▶ [Given records]:
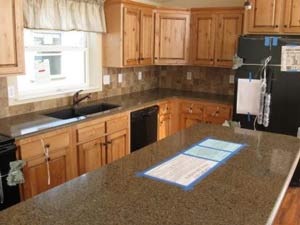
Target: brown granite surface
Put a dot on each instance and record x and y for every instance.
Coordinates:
(243, 191)
(32, 123)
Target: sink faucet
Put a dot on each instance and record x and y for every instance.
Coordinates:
(77, 100)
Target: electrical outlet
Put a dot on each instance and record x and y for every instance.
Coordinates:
(140, 75)
(189, 75)
(106, 79)
(120, 77)
(231, 79)
(11, 91)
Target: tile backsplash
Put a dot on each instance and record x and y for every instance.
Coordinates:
(203, 79)
(212, 80)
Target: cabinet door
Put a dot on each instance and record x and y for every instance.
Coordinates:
(228, 32)
(203, 38)
(189, 120)
(164, 127)
(215, 114)
(172, 38)
(146, 37)
(265, 16)
(117, 145)
(37, 177)
(292, 17)
(11, 37)
(91, 155)
(131, 43)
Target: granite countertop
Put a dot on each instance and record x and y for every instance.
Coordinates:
(33, 123)
(247, 190)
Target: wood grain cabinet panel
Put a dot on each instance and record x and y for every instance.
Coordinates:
(91, 155)
(203, 38)
(11, 37)
(264, 17)
(229, 30)
(50, 161)
(146, 37)
(292, 17)
(131, 34)
(172, 32)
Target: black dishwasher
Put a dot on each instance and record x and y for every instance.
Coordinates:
(143, 127)
(8, 195)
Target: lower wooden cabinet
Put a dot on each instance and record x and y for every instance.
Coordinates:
(117, 145)
(91, 155)
(50, 161)
(164, 126)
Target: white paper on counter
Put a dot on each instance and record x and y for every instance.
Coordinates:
(248, 96)
(182, 169)
(290, 58)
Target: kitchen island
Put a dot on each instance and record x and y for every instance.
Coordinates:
(247, 190)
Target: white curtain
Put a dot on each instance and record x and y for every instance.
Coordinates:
(65, 15)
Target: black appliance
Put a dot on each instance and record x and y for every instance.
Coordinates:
(143, 127)
(9, 195)
(285, 104)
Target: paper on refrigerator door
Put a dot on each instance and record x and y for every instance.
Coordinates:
(248, 96)
(290, 58)
(182, 169)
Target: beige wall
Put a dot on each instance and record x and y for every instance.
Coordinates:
(195, 3)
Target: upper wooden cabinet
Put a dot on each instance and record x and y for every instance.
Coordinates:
(11, 37)
(273, 17)
(130, 34)
(291, 23)
(214, 36)
(172, 32)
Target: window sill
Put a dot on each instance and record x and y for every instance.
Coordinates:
(43, 97)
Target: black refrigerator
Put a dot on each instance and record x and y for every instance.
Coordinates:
(284, 86)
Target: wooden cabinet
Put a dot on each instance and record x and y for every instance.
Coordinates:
(227, 35)
(50, 161)
(264, 16)
(214, 36)
(217, 114)
(11, 37)
(273, 17)
(91, 155)
(172, 32)
(130, 34)
(101, 141)
(191, 113)
(291, 23)
(203, 38)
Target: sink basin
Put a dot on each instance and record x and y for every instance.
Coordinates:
(92, 109)
(70, 113)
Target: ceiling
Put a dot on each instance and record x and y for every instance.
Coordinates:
(194, 3)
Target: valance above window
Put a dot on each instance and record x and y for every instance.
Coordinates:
(65, 15)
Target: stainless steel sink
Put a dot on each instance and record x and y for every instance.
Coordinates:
(70, 113)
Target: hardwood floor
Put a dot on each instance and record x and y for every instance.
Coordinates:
(289, 213)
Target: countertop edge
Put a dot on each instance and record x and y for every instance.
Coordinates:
(283, 191)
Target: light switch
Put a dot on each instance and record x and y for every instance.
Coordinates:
(140, 75)
(106, 79)
(189, 75)
(120, 78)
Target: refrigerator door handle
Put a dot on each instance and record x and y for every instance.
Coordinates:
(1, 190)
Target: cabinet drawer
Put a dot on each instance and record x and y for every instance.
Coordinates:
(192, 108)
(165, 108)
(91, 132)
(35, 148)
(117, 124)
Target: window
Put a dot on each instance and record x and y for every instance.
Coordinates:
(58, 62)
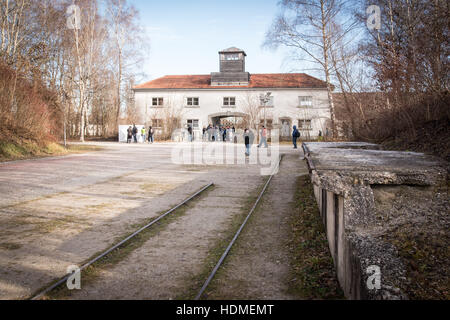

▶ [Exercise instructions]:
Select every line in the items above that contains the word "wooden", matching case exactly.

▶ [Output for this task]:
Target: lower wooden cabinet
Target: upper wooden cabinet
Target: wooden cabinet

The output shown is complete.